# SUPPLIED MATERIAL
--- START ---

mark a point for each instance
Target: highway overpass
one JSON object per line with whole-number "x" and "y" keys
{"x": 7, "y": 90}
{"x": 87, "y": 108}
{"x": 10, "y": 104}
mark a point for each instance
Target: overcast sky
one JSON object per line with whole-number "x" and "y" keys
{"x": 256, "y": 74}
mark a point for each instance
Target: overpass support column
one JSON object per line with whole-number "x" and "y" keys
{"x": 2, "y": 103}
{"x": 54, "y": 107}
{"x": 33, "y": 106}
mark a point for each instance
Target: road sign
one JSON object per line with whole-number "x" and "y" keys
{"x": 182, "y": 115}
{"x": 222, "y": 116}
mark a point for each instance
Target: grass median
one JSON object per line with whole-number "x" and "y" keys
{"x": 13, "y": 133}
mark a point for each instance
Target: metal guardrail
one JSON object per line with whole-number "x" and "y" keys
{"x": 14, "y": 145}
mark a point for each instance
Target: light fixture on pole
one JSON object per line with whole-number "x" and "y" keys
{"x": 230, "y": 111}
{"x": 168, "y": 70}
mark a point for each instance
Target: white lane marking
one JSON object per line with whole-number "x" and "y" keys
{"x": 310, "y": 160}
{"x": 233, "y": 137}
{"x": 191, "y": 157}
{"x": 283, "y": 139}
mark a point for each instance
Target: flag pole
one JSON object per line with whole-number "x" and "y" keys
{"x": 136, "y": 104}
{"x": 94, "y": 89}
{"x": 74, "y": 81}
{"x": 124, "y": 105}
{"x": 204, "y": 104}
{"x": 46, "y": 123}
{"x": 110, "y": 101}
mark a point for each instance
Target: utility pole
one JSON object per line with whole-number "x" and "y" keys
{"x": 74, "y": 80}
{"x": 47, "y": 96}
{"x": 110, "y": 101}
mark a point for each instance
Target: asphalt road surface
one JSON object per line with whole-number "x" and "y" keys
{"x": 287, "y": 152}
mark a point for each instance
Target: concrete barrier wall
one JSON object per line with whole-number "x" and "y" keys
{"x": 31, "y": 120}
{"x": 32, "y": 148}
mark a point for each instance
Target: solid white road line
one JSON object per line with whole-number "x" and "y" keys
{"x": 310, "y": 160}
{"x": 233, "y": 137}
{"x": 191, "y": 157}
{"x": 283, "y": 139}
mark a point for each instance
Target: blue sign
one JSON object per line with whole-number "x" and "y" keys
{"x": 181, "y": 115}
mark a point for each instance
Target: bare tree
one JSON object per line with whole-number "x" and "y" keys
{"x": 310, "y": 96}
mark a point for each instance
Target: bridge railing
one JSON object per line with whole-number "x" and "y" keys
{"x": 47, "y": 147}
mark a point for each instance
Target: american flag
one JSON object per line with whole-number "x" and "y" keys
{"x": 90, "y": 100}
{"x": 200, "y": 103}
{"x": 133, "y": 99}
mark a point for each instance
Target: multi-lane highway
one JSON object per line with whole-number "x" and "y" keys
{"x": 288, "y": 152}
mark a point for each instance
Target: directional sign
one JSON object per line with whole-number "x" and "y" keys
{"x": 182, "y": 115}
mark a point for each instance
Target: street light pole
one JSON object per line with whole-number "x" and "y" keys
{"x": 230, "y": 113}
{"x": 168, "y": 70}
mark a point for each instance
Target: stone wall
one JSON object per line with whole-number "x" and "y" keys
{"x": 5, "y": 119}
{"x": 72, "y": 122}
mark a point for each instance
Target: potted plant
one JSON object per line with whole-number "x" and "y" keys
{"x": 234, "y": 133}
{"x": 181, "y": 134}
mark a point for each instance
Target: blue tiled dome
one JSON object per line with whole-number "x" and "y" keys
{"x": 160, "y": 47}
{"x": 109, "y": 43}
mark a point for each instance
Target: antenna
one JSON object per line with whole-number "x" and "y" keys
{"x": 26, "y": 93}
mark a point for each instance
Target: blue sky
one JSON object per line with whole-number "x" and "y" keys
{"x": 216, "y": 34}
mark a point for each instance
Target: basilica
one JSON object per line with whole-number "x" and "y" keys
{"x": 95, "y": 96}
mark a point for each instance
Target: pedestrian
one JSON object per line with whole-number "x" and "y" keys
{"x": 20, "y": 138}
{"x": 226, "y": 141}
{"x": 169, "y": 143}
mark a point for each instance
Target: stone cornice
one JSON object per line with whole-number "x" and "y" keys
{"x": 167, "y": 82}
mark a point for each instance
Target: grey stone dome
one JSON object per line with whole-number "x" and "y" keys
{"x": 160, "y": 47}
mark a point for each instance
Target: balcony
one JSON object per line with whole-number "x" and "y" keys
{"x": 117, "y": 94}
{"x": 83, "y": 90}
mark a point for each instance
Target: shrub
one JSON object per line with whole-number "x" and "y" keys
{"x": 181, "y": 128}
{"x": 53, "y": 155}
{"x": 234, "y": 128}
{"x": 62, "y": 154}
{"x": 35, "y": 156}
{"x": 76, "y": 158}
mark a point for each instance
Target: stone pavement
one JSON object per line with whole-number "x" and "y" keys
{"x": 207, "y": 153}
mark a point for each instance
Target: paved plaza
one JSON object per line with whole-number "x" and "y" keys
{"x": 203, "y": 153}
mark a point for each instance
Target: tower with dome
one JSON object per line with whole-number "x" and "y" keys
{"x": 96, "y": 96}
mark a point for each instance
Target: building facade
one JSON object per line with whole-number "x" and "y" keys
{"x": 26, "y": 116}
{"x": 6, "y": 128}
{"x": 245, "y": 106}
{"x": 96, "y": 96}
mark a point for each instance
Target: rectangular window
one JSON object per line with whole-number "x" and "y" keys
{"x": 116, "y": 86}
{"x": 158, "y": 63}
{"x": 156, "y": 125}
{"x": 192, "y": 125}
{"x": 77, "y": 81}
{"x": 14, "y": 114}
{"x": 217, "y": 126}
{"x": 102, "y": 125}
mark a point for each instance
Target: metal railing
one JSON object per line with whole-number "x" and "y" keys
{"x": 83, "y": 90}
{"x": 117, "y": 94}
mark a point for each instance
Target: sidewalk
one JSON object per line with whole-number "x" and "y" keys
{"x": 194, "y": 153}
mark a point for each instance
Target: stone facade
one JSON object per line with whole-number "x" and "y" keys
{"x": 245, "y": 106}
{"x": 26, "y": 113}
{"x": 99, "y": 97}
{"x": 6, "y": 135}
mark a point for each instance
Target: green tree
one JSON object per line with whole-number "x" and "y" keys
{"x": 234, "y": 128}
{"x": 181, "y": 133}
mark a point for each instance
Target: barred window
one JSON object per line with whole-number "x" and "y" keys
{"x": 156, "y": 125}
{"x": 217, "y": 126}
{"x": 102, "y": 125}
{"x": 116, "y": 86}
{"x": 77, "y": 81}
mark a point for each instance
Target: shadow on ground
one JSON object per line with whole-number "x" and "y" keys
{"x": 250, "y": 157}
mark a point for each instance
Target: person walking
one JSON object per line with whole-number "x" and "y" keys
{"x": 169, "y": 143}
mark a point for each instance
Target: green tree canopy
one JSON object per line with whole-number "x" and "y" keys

--- END ---

# WHAT TO DO
Working from the material above, reproduce it in full and unchanged.

# REPLY TO THE TASK
mark a point for each instance
Target: highway overpass
one JSON object per line with whole-number "x" and "y" keys
{"x": 7, "y": 90}
{"x": 87, "y": 108}
{"x": 10, "y": 104}
mark a point for each instance
Target: overcast sky
one JSON object per line with whole-number "x" and "y" keys
{"x": 256, "y": 74}
mark a point for each instance
Target: overpass support column
one JSON object per line with whole-number "x" and "y" keys
{"x": 2, "y": 103}
{"x": 54, "y": 107}
{"x": 33, "y": 106}
mark a point for each instance
Target: road sign
one JSON object per line with whole-number "x" and "y" keys
{"x": 182, "y": 115}
{"x": 222, "y": 116}
mark a point for each instance
Target: grass median
one JSON object per line with whole-number "x" and "y" keys
{"x": 13, "y": 133}
mark a point for each instance
Target: metal guardrail
one JSON object per line with whole-number "x" and "y" keys
{"x": 14, "y": 145}
mark a point for each instance
Target: light fixture on pole
one JSON object per line with whole-number "x" and "y" keys
{"x": 230, "y": 111}
{"x": 168, "y": 70}
mark a point for each instance
Target: white lane marking
one JSON object per line with whole-number "x" and "y" keys
{"x": 310, "y": 160}
{"x": 233, "y": 137}
{"x": 191, "y": 157}
{"x": 283, "y": 139}
mark a point for each instance
Target: flag pole
one JSON object per line with whole-number "x" and "y" keys
{"x": 136, "y": 104}
{"x": 94, "y": 89}
{"x": 74, "y": 81}
{"x": 124, "y": 105}
{"x": 204, "y": 104}
{"x": 46, "y": 123}
{"x": 110, "y": 101}
mark a point for each instance
Target: utility pole
one JSON object per line with whole-number "x" and "y" keys
{"x": 74, "y": 80}
{"x": 47, "y": 96}
{"x": 110, "y": 101}
mark a point for each instance
Target: asphalt road surface
one JSON object per line with whole-number "x" and "y" keys
{"x": 287, "y": 152}
mark a point for each instance
Target: concrete barrier wall
one JSON object per line with whole-number "x" and "y" keys
{"x": 31, "y": 120}
{"x": 32, "y": 148}
mark a point for each instance
Target: solid white road line
one JSON object per line with whole-number "x" and "y" keys
{"x": 310, "y": 160}
{"x": 233, "y": 137}
{"x": 191, "y": 157}
{"x": 283, "y": 139}
mark a point for each instance
Target: blue sign
one JSON object per line with whole-number "x" and "y" keys
{"x": 181, "y": 115}
mark a point for each instance
Target: bare tree
one JSON object per line with whole-number "x" and "y" keys
{"x": 310, "y": 96}
mark a point for each instance
Target: bridge railing
one JSON object per line with whole-number "x" and "y" keys
{"x": 47, "y": 147}
mark a point for each instance
Target: american flag
one JSON object per line with whole-number "x" and "y" keys
{"x": 90, "y": 100}
{"x": 200, "y": 103}
{"x": 133, "y": 99}
mark a point for each instance
Target: multi-lane highway
one JSON object per line with whole-number "x" and "y" keys
{"x": 288, "y": 152}
mark a point for each instance
Target: directional sign
one JSON object per line with whole-number "x" and "y" keys
{"x": 182, "y": 115}
mark a point for each instance
Target: street light pole
one JSON object per line with whole-number "x" and "y" keys
{"x": 230, "y": 113}
{"x": 168, "y": 70}
mark a point for each instance
Target: stone wall
one JSON object per line with whole-number "x" and "y" keys
{"x": 5, "y": 119}
{"x": 72, "y": 122}
mark a point for each instance
Target: potted plant
one JSON object per line with whole-number "x" and "y" keys
{"x": 234, "y": 133}
{"x": 181, "y": 134}
mark a point for each instance
Target: blue tiled dome
one JSON object per line with whole-number "x" and "y" keys
{"x": 160, "y": 47}
{"x": 109, "y": 43}
mark a point for each instance
Target: antenna
one JSON object per line with whole-number "x" and "y" keys
{"x": 26, "y": 93}
mark a point for each instance
Target: blue sky
one JSON object per line with whole-number "x" and "y" keys
{"x": 216, "y": 34}
mark a point for each instance
Target: basilica
one JSON object per line with whole-number "x" and "y" keys
{"x": 95, "y": 96}
mark a point for each instance
Target: pedestrian
one JSON object per line with whole-number "x" and "y" keys
{"x": 20, "y": 138}
{"x": 226, "y": 141}
{"x": 169, "y": 143}
mark a point for each instance
Target: stone cornice
one JSON object per line with whole-number "x" and "y" keys
{"x": 167, "y": 82}
mark a point for each instance
Target: grey stone dome
one JSON object per line with whole-number "x" and "y" keys
{"x": 160, "y": 47}
mark a point for each instance
Target: balcony
one JSON object per line with whole-number "x" and "y" keys
{"x": 117, "y": 94}
{"x": 83, "y": 90}
mark a point for each instance
Target: shrub
one JSON object per line with whole-number "x" and "y" keys
{"x": 181, "y": 128}
{"x": 53, "y": 155}
{"x": 234, "y": 128}
{"x": 62, "y": 154}
{"x": 35, "y": 156}
{"x": 76, "y": 158}
mark a point for each instance
Target: stone pavement
one JSON object per line with whole-number "x" and "y" keys
{"x": 207, "y": 153}
mark a point for each instance
Target: paved plaza
one JSON object per line with whole-number "x" and "y" keys
{"x": 203, "y": 153}
mark a point for each instance
Target: tower with dome
one JSON object per line with whole-number "x" and "y" keys
{"x": 96, "y": 96}
mark a point for each instance
Target: building facade
one JSON object per line with whole-number "x" and "y" keys
{"x": 26, "y": 116}
{"x": 6, "y": 128}
{"x": 245, "y": 106}
{"x": 96, "y": 96}
mark a point for each instance
Target: rectangular window
one JSON object per line with whole-number "x" and "y" keys
{"x": 116, "y": 86}
{"x": 158, "y": 63}
{"x": 156, "y": 125}
{"x": 192, "y": 125}
{"x": 77, "y": 81}
{"x": 14, "y": 114}
{"x": 217, "y": 126}
{"x": 102, "y": 125}
mark a point for each instance
Target: metal railing
one JSON object per line with whole-number "x" and "y" keys
{"x": 83, "y": 90}
{"x": 117, "y": 94}
mark a point for each instance
Target: sidewalk
one JSON object per line with whole-number "x" and "y" keys
{"x": 194, "y": 153}
mark a point for each instance
Target: stone facade
one JSON object per line with whole-number "x" and "y" keys
{"x": 245, "y": 106}
{"x": 26, "y": 113}
{"x": 99, "y": 97}
{"x": 6, "y": 135}
mark a point for each instance
Target: green tree
one JSON object per line with whole-number "x" and "y" keys
{"x": 234, "y": 128}
{"x": 181, "y": 133}
mark a point for each instance
Target: barred window
one JSON object per line with whole-number "x" and "y" keys
{"x": 156, "y": 125}
{"x": 217, "y": 126}
{"x": 102, "y": 125}
{"x": 116, "y": 86}
{"x": 77, "y": 81}
mark a point for each instance
Target: shadow on ground
one JSON object per line with whole-number "x" and "y" keys
{"x": 250, "y": 157}
mark a point for each instance
Target: person walking
one JSON object per line with whole-number "x" and "y" keys
{"x": 169, "y": 143}
mark a point for each instance
Target: green tree canopy
one JSON object per line with whole-number "x" and "y" keys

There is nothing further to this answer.